## Instructions to follow
Identify every line in the records below that contains the word "building", treating uppercase and lowercase letters as different, and copy each of those lines.

* * * *

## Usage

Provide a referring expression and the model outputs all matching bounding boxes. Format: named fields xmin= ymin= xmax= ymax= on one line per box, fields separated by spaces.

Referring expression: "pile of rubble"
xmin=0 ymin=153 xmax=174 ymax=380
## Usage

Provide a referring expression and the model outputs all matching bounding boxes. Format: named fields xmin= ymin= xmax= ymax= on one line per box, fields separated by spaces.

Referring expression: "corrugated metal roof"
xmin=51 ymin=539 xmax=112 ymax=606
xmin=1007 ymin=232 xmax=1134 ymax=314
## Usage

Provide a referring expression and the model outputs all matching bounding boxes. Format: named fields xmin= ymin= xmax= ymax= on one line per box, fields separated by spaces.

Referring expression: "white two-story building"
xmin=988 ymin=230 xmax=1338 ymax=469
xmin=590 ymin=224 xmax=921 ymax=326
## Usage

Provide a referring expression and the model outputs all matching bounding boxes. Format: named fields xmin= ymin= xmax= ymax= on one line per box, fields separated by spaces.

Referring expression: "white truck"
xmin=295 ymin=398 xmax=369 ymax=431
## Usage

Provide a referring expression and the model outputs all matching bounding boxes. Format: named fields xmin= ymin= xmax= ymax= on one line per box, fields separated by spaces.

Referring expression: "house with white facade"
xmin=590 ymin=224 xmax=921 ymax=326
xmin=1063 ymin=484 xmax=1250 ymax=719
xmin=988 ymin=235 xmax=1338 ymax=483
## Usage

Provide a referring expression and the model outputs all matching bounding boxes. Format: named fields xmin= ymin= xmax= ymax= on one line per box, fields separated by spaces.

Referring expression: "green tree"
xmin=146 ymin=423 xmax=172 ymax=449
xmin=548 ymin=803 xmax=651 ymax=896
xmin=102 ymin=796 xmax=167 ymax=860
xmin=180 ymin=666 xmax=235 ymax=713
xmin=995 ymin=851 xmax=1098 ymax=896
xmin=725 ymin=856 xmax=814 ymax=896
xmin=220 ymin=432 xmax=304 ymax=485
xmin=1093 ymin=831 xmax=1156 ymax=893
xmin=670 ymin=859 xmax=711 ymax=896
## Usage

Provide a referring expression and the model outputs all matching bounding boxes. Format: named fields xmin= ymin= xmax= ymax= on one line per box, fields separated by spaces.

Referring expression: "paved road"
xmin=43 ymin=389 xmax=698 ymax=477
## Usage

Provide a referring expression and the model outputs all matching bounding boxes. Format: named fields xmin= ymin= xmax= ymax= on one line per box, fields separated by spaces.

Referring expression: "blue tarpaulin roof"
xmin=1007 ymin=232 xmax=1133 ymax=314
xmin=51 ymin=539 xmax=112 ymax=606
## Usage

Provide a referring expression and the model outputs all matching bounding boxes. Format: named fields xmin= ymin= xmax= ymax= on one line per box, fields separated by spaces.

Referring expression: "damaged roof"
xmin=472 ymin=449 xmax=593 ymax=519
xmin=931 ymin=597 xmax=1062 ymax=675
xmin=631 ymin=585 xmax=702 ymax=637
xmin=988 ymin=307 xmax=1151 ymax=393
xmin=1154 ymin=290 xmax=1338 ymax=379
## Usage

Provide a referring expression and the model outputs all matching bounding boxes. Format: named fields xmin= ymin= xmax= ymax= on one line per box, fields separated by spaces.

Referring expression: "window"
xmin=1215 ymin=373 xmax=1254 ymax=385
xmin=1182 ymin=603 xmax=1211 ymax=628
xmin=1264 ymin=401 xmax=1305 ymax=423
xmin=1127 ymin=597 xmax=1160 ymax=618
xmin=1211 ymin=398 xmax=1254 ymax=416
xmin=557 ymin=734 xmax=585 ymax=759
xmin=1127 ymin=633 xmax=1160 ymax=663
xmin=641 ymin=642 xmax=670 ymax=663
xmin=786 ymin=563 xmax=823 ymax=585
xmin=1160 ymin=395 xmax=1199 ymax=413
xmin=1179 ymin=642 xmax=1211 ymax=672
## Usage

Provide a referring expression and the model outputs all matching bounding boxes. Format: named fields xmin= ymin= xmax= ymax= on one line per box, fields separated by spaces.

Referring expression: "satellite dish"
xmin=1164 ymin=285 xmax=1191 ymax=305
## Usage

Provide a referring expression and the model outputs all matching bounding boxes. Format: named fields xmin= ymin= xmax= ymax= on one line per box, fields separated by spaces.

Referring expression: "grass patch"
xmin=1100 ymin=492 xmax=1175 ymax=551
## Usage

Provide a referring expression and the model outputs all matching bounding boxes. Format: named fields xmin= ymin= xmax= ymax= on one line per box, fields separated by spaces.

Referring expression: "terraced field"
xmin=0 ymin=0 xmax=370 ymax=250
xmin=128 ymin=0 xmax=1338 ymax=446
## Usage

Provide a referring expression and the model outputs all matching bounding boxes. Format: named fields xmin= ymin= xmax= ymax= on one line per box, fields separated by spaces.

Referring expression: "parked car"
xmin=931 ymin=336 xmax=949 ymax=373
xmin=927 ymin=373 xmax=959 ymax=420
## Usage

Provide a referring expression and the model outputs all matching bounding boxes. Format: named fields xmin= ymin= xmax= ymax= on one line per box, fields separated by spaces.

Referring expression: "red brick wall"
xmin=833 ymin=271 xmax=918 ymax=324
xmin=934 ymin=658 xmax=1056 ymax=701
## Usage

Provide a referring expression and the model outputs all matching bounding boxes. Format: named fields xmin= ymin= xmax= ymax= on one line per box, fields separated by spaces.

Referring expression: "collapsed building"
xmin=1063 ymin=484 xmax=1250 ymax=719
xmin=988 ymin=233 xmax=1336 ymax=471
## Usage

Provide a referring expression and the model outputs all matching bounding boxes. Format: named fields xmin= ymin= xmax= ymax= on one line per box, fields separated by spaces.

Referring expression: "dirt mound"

* * * *

## Output of the task
Referring expression: "white two-story building"
Referring expression: "collapsed building"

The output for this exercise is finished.